Copy out the listing below, keeping every character as is.
◇ ◇ ◇
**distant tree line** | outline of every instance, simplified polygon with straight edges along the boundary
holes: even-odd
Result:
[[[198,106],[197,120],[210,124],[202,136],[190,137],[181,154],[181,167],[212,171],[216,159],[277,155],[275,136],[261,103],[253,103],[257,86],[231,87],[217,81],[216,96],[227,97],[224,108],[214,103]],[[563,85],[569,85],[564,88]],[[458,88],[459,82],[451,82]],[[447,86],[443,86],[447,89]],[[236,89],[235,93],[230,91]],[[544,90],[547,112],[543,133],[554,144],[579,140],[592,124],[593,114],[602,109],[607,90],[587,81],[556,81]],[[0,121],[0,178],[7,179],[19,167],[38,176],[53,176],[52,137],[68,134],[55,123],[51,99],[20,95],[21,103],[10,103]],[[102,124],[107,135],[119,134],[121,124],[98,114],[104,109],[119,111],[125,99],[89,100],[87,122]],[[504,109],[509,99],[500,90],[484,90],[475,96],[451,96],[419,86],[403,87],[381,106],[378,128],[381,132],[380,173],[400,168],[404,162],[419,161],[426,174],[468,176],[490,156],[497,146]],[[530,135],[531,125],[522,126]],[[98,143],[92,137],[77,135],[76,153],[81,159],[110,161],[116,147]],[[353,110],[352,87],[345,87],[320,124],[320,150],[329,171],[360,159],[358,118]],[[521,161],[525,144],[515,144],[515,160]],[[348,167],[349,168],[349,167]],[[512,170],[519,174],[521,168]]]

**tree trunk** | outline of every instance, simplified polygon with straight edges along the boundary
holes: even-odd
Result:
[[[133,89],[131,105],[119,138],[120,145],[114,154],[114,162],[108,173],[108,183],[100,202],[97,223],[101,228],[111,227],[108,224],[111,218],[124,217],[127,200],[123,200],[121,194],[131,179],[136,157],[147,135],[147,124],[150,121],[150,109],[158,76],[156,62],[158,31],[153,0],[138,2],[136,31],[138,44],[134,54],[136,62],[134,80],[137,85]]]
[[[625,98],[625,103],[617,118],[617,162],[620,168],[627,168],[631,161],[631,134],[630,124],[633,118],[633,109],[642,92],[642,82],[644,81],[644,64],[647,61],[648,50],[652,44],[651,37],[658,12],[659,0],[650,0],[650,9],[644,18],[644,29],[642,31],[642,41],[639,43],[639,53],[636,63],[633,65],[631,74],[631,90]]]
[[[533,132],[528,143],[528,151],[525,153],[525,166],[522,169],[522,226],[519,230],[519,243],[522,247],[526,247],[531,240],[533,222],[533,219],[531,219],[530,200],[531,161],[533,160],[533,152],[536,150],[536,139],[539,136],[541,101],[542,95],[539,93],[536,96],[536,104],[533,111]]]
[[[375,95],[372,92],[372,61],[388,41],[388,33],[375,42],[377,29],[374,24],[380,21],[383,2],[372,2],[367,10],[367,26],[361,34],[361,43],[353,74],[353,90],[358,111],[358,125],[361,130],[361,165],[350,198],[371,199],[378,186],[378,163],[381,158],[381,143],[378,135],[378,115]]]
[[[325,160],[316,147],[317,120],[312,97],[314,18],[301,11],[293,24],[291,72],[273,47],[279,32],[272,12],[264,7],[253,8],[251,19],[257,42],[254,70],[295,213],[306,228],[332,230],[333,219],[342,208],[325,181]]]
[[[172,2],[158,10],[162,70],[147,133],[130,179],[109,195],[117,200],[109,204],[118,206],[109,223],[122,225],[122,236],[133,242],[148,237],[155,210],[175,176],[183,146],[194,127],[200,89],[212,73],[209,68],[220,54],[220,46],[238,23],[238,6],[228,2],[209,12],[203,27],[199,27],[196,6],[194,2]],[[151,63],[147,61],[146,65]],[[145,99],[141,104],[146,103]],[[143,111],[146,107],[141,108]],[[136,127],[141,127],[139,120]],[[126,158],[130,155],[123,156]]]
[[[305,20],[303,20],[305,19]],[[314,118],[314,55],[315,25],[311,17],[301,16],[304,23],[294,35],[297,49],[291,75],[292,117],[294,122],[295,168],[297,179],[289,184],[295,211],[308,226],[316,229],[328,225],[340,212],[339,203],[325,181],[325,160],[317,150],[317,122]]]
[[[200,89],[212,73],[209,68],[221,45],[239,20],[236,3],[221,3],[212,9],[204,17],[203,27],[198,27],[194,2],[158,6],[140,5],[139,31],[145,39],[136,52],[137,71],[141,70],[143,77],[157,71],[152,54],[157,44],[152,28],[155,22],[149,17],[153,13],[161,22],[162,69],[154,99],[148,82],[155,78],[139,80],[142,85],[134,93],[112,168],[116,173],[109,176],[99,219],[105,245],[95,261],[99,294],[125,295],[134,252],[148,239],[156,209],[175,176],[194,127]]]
◇ ◇ ◇
*WRITTEN SOLUTION*:
**distant tree line** | outline of every instance, simplified polygon with straight edges along the boundary
holes: even-odd
Result:
[[[198,106],[197,120],[210,124],[202,136],[190,137],[181,154],[181,167],[212,171],[216,159],[277,155],[275,136],[261,103],[253,103],[257,86],[231,87],[217,81],[216,96],[227,97],[224,108],[214,103]],[[563,85],[569,85],[564,88]],[[458,88],[459,82],[451,82]],[[447,86],[443,86],[447,89]],[[236,89],[235,93],[230,91]],[[544,90],[547,112],[543,133],[554,144],[579,140],[592,124],[593,114],[602,109],[607,90],[587,81],[556,81]],[[0,121],[0,178],[7,179],[19,167],[38,176],[53,176],[52,137],[68,134],[55,123],[51,99],[20,95],[21,103],[10,103]],[[102,124],[107,135],[119,134],[121,124],[98,114],[104,109],[119,111],[125,99],[89,100],[87,122]],[[504,109],[509,99],[500,90],[484,90],[475,96],[451,96],[419,86],[403,87],[381,106],[378,128],[381,132],[380,173],[400,168],[404,162],[419,161],[426,174],[468,176],[490,156],[497,146]],[[530,135],[531,125],[522,126]],[[98,143],[92,137],[77,135],[76,153],[81,159],[110,161],[116,147]],[[353,110],[352,87],[345,87],[320,124],[320,150],[329,171],[360,159],[358,118]],[[521,161],[525,144],[515,144],[515,160]],[[348,167],[349,168],[349,167]],[[512,170],[519,174],[521,168]]]

**tree trunk** | outline of every instance, simplified polygon with straight edges along the boundary
holes: even-odd
Result:
[[[133,89],[131,105],[119,138],[120,145],[114,154],[114,162],[108,173],[108,183],[100,202],[97,223],[101,228],[111,227],[108,224],[111,218],[124,217],[127,200],[123,200],[121,194],[131,179],[136,157],[147,135],[147,124],[150,121],[150,109],[158,76],[156,62],[158,31],[153,0],[138,2],[136,31],[138,44],[134,54],[136,62],[134,80],[137,85]]]
[[[625,98],[625,103],[617,118],[617,162],[620,168],[627,168],[631,161],[631,134],[630,124],[633,118],[633,109],[642,92],[642,82],[644,81],[644,64],[647,61],[648,50],[652,44],[651,37],[658,12],[659,0],[650,0],[650,9],[644,18],[644,29],[642,31],[642,41],[639,43],[639,53],[636,63],[633,65],[631,74],[631,90]]]
[[[533,132],[528,143],[528,151],[525,153],[525,166],[522,169],[522,226],[519,230],[519,243],[522,247],[526,247],[531,240],[533,222],[533,219],[531,219],[530,200],[531,161],[533,160],[533,152],[536,150],[536,139],[539,136],[541,101],[542,95],[539,93],[536,96],[536,104],[533,111]]]
[[[375,95],[372,92],[372,61],[388,41],[388,33],[375,42],[377,29],[374,24],[380,21],[383,2],[372,2],[367,10],[367,26],[361,34],[361,43],[353,74],[353,90],[358,111],[358,125],[361,130],[361,165],[350,198],[371,199],[378,186],[378,163],[381,158],[381,143],[378,135],[378,115]]]
[[[325,160],[316,147],[317,120],[312,97],[314,18],[301,11],[293,24],[291,72],[273,47],[279,32],[272,12],[264,7],[253,8],[251,19],[257,42],[254,70],[295,213],[306,228],[332,230],[333,219],[342,208],[325,181]]]
[[[172,2],[158,10],[162,70],[147,133],[130,179],[109,195],[117,200],[109,204],[118,206],[109,223],[122,225],[122,236],[133,242],[148,237],[155,210],[175,176],[183,146],[194,127],[200,89],[212,73],[209,68],[220,54],[220,46],[238,23],[238,6],[228,2],[209,12],[203,27],[199,27],[196,6],[194,2]],[[151,63],[147,61],[146,65]],[[145,99],[141,104],[146,103]],[[143,111],[146,107],[141,108]],[[136,127],[141,127],[139,120]],[[126,158],[130,155],[123,156]]]
[[[305,20],[303,20],[305,19]],[[314,118],[314,55],[315,25],[311,17],[301,16],[304,23],[294,35],[297,49],[291,75],[292,117],[294,122],[295,168],[297,179],[289,184],[295,211],[308,226],[316,229],[328,225],[340,212],[339,203],[325,181],[325,160],[317,150],[317,122]]]
[[[200,89],[212,73],[209,68],[221,45],[239,20],[236,3],[221,3],[212,9],[204,17],[203,27],[198,27],[194,2],[158,6],[140,5],[139,31],[145,39],[136,52],[137,71],[141,70],[143,77],[157,71],[152,54],[157,44],[152,28],[155,22],[149,17],[153,13],[161,22],[162,69],[154,99],[148,82],[155,78],[139,80],[142,85],[134,93],[112,168],[116,173],[109,176],[99,219],[105,245],[95,261],[99,294],[125,295],[134,252],[148,239],[156,209],[175,176],[194,127]]]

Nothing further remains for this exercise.